## Begin

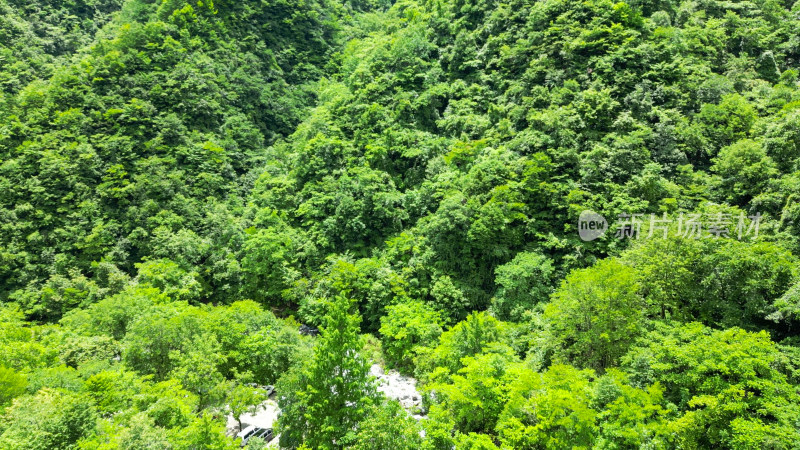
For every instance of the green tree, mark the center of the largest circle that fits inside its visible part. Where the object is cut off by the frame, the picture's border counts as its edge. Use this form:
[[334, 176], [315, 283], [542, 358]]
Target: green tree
[[336, 390], [596, 314], [404, 328]]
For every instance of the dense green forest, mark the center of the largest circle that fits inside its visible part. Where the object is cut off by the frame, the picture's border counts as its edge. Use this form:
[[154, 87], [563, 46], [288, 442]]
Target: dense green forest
[[185, 184]]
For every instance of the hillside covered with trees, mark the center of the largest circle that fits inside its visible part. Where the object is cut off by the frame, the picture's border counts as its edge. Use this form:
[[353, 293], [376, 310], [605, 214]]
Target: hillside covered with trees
[[184, 184]]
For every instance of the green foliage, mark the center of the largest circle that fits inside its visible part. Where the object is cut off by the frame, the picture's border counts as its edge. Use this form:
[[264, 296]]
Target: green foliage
[[726, 383], [57, 419], [596, 315], [405, 328], [387, 425], [335, 388], [522, 284], [176, 175]]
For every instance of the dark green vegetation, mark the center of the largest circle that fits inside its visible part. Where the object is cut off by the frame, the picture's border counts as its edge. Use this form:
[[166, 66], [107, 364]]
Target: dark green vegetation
[[181, 182]]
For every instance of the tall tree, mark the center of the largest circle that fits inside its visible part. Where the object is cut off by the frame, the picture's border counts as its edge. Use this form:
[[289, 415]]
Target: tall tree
[[335, 389]]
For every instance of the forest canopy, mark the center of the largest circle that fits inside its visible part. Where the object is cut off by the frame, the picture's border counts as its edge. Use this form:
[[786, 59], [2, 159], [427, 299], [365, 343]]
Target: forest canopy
[[187, 185]]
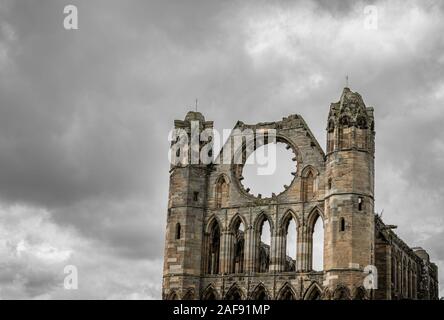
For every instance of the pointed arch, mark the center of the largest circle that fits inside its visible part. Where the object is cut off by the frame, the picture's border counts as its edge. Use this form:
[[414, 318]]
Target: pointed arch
[[235, 221], [222, 189], [309, 177], [237, 250], [341, 293], [234, 293], [212, 246], [315, 238], [262, 251], [189, 295], [286, 292], [211, 221], [261, 218], [326, 295], [289, 231], [313, 216], [285, 220], [210, 293], [313, 292], [360, 294], [260, 293]]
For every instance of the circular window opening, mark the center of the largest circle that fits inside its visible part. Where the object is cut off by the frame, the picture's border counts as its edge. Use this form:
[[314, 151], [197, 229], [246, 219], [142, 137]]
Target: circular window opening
[[269, 169]]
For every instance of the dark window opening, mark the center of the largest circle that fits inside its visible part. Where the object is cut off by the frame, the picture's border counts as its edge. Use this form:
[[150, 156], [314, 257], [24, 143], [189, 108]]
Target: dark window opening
[[360, 203], [177, 231]]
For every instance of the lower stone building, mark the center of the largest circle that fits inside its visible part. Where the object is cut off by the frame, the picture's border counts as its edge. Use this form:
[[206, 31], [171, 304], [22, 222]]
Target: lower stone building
[[213, 246]]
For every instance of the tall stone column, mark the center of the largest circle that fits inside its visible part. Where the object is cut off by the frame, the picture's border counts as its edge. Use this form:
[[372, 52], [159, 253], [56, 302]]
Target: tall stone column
[[227, 241], [278, 252], [250, 248]]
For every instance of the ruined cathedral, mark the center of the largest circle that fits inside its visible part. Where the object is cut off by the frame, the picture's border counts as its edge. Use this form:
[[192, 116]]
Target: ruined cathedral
[[213, 247]]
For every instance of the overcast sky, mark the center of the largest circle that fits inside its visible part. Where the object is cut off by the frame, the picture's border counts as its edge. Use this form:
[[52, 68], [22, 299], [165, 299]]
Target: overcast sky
[[85, 114]]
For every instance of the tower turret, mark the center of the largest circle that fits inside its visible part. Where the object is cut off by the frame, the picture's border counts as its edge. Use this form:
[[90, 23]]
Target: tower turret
[[186, 203]]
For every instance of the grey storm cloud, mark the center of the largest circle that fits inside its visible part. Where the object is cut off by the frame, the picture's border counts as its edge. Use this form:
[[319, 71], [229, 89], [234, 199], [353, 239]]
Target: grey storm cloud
[[85, 116]]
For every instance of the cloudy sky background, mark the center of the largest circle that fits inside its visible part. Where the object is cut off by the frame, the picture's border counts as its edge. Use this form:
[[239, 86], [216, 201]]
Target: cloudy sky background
[[85, 114]]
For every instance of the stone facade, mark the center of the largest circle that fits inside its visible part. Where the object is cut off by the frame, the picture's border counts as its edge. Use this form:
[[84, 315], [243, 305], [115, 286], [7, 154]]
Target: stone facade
[[208, 256]]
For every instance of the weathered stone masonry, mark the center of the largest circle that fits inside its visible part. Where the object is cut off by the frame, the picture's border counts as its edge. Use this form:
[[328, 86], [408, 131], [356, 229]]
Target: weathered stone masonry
[[208, 256]]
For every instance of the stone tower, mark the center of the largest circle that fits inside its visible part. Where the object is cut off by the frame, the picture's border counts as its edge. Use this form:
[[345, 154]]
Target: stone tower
[[187, 197], [213, 245], [349, 198]]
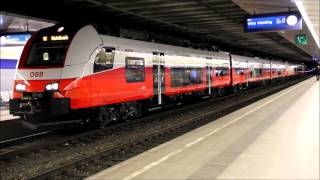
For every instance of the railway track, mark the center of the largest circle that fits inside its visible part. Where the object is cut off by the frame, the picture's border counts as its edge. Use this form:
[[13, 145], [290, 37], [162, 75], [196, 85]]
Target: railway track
[[79, 168]]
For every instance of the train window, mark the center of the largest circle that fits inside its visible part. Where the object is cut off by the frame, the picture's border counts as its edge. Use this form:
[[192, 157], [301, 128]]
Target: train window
[[104, 59], [222, 72], [134, 69], [239, 71], [185, 76], [47, 54], [258, 72]]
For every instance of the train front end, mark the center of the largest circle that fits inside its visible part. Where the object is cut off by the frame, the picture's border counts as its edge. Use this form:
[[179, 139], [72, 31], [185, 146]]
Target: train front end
[[51, 82]]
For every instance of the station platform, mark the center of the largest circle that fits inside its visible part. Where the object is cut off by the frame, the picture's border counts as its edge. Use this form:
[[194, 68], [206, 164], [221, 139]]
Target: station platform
[[6, 116], [274, 138]]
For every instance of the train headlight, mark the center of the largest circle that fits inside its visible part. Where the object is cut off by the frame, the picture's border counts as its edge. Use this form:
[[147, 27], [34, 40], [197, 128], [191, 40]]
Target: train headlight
[[20, 87], [52, 86]]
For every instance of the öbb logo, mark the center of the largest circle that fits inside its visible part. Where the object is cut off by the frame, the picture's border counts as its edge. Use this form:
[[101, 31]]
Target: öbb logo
[[36, 74]]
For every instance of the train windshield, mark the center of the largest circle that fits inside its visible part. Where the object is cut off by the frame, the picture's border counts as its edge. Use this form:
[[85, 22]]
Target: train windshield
[[47, 54]]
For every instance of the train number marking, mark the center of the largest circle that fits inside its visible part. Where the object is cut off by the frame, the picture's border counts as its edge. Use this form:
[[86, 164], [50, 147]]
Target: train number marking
[[36, 74]]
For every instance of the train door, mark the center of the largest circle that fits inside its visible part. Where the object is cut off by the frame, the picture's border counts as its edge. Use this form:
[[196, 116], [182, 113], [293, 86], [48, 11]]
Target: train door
[[209, 78], [158, 73], [247, 73]]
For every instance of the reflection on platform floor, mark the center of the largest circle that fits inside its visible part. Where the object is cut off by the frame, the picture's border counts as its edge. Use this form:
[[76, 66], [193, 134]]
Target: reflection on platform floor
[[274, 138]]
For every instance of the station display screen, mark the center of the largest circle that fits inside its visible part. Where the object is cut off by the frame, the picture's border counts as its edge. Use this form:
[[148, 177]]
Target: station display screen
[[273, 22]]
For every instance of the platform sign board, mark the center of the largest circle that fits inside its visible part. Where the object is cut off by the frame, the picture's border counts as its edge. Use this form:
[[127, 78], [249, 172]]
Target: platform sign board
[[273, 22], [301, 39]]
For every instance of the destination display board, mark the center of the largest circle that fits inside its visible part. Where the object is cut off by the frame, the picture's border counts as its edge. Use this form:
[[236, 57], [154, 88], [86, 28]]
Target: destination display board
[[273, 22]]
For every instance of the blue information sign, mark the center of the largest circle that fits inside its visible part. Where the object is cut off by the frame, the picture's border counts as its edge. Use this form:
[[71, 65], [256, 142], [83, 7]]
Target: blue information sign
[[273, 22]]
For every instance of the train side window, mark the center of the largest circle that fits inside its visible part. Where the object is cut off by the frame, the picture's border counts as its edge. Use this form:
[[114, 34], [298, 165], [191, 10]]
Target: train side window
[[104, 59], [135, 69]]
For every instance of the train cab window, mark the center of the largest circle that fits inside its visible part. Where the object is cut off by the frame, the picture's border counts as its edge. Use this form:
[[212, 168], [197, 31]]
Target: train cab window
[[134, 69], [104, 59], [47, 54]]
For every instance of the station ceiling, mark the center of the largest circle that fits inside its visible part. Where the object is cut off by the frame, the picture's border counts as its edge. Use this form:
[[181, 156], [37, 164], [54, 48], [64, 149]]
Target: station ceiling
[[217, 21]]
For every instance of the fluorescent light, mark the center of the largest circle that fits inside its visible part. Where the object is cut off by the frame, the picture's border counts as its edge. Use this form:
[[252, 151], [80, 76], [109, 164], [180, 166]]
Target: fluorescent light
[[305, 16]]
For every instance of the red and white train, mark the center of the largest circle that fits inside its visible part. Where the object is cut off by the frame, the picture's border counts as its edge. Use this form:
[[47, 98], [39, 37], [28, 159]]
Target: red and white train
[[74, 73]]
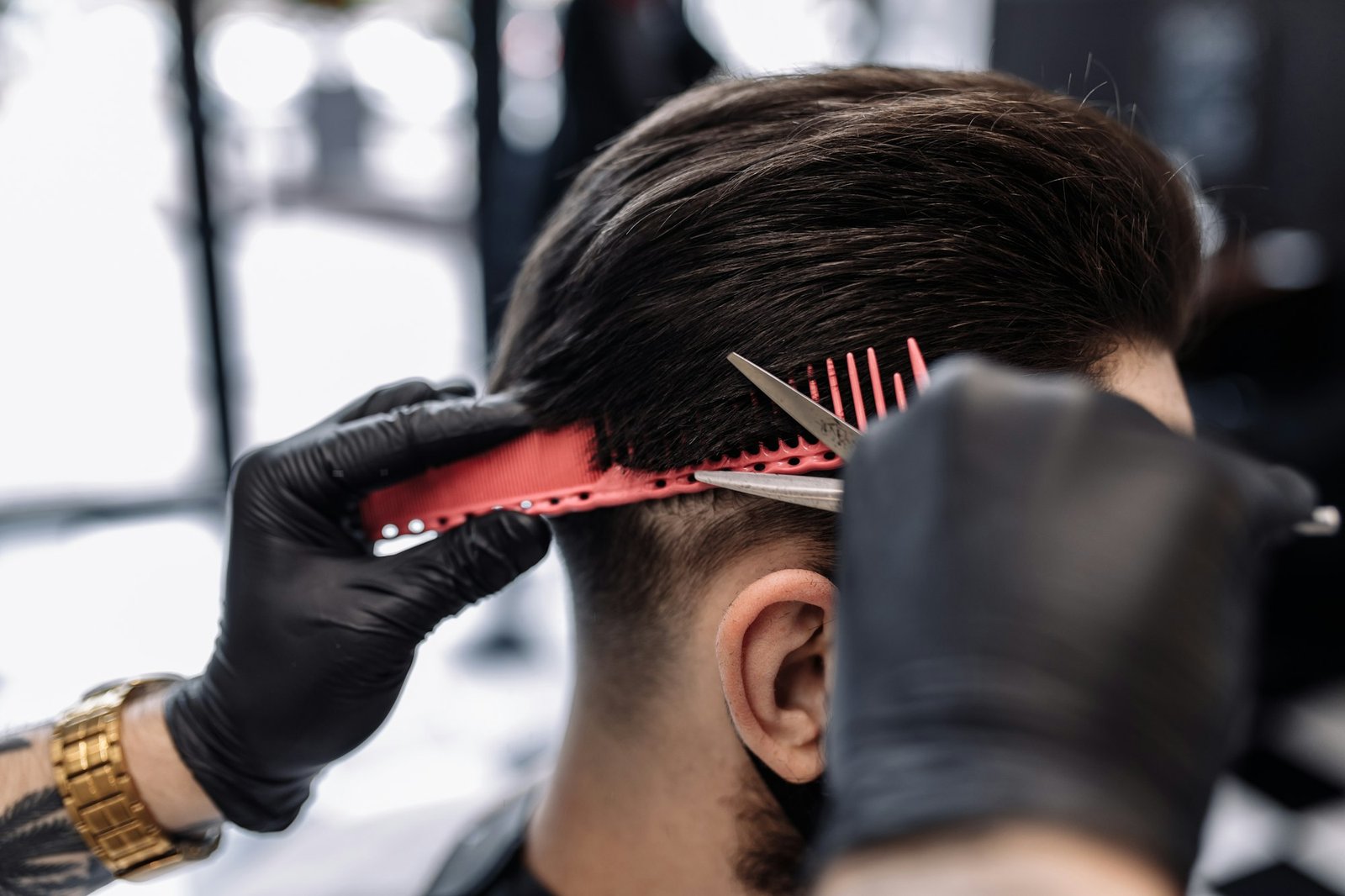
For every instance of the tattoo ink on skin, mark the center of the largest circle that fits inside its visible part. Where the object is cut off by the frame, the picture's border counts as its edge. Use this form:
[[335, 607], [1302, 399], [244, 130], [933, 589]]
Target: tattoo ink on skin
[[40, 853]]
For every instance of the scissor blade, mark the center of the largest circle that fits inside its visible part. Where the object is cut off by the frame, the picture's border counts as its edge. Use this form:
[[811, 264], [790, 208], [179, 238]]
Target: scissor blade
[[820, 423], [807, 492]]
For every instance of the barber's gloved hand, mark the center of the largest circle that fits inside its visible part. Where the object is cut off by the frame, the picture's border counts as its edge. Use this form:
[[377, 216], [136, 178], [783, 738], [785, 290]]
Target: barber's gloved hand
[[1044, 611], [318, 635]]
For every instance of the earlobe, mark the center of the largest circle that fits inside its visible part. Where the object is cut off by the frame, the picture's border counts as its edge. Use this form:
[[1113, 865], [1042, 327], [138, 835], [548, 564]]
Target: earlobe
[[771, 649]]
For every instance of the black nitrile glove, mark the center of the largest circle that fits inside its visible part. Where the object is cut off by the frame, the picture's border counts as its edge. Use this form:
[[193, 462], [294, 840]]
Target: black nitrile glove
[[318, 635], [1044, 611]]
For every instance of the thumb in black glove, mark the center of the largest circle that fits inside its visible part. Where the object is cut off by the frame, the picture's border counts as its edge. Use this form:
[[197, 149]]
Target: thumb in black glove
[[1044, 609], [318, 635]]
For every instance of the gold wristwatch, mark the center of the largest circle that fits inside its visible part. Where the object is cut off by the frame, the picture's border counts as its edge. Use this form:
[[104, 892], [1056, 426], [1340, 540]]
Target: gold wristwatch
[[100, 795]]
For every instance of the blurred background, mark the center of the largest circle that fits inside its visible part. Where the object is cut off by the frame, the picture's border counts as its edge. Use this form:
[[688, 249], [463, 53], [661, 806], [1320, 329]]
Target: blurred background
[[222, 219]]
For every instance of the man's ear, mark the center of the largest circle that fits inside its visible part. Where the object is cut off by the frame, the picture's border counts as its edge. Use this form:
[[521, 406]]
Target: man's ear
[[773, 651]]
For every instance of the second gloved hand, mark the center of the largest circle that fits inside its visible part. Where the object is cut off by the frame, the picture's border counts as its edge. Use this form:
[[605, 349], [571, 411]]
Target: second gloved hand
[[1042, 615], [318, 635]]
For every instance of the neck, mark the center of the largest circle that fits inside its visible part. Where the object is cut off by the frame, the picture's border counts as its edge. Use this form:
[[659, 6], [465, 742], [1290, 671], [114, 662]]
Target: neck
[[641, 809]]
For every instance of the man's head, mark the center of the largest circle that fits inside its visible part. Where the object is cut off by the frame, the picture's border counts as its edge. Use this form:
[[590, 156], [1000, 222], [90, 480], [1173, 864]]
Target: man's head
[[793, 219]]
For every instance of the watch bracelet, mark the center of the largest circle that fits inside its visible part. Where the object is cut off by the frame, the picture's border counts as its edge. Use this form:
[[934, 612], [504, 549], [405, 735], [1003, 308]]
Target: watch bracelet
[[103, 799]]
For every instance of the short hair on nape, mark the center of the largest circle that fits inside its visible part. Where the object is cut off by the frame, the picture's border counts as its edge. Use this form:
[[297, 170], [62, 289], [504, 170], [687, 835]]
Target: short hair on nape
[[799, 217]]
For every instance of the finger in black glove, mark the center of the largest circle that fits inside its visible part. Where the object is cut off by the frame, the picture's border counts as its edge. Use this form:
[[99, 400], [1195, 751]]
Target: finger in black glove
[[316, 635], [1044, 611]]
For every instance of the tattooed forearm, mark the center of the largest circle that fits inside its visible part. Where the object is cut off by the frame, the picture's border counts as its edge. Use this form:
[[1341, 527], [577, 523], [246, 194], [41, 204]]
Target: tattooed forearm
[[40, 855]]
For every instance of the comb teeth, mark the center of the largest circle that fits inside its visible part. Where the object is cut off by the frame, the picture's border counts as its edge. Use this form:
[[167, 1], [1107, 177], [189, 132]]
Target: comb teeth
[[919, 373]]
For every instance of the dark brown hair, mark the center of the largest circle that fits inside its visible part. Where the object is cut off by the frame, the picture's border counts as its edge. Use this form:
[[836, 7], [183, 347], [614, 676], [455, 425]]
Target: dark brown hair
[[795, 219]]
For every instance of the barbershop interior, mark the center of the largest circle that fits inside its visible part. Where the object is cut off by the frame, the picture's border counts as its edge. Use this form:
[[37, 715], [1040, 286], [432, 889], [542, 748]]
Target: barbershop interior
[[224, 219]]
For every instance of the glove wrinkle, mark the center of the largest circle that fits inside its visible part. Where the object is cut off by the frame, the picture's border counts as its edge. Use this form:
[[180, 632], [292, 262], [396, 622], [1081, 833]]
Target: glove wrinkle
[[316, 635], [1046, 613]]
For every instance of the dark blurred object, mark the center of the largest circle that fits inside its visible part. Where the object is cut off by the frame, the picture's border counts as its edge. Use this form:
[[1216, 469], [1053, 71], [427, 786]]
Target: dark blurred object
[[210, 298], [620, 57], [1234, 89]]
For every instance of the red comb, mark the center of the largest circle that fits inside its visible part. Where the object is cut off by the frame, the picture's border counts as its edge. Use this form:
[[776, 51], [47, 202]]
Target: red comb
[[551, 472]]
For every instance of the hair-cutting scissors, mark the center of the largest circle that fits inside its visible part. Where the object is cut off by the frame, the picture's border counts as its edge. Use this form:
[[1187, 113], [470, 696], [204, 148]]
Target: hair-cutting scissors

## End

▸ **TASK REQUIREMENTS**: Write out the rows above verbatim, beginning at the start of the rows and stopping after the line that contains "[[187, 185]]". Leave the pictures out of your copy.

▸ **EXERCISE RESULT**:
For every instance of the green tree, mark the center of the largest circle that fits inside its visible part. Where the object is cut off by the frame, the picture's border counts as its edge. Use this form:
[[334, 176], [315, 283], [542, 358]]
Target: green tree
[[336, 390], [596, 314], [404, 328]]
For every instance of the dense green forest, mark the center of the largest circle that fits inside its visible part. Where the object is cut off by the frame, the picture's border counts as its edge. Use this form:
[[154, 87], [563, 46], [288, 442]]
Target: dense green forest
[[185, 184]]
For every instance of the hillside covered with trees, mark the center of the largest circle that fits inside its visible part. Where the object is cut off by the frame, the picture's border counts as its edge. Use this form:
[[353, 293], [376, 310], [605, 214]]
Target: hillside covered with trees
[[184, 184]]
For every instance of the green foliage, mark the center of the largest circle that fits inside its visible part. Where the object is cut off by the frame, the picture's border counts as its edge. Use this form:
[[264, 296]]
Target: green foliage
[[726, 383], [57, 419], [596, 315], [405, 328], [387, 425], [335, 388], [522, 284], [176, 175]]
For every instance of the dark green vegetation, mark the center of the largest circle that fits inside its visible part. Where the object is cut off by the frame, the picture's border counts as its edge. Use this form:
[[166, 66], [107, 364]]
Target: dark green vegetation
[[181, 182]]
For every instance of the tall tree, mark the center of the largest circle that fits inside its visible part. Where the object is cut off by the frame, the picture's border counts as its edge. Use this form:
[[289, 415]]
Target: tall tree
[[335, 389]]
For every instance of the forest canopy, mark the center of the largest circle that fits inside its visible part. Where the object is cut off by the frame, the picture's border counts as its edge. Use this form:
[[786, 59], [2, 159], [427, 299], [365, 343]]
Target: forest canopy
[[187, 185]]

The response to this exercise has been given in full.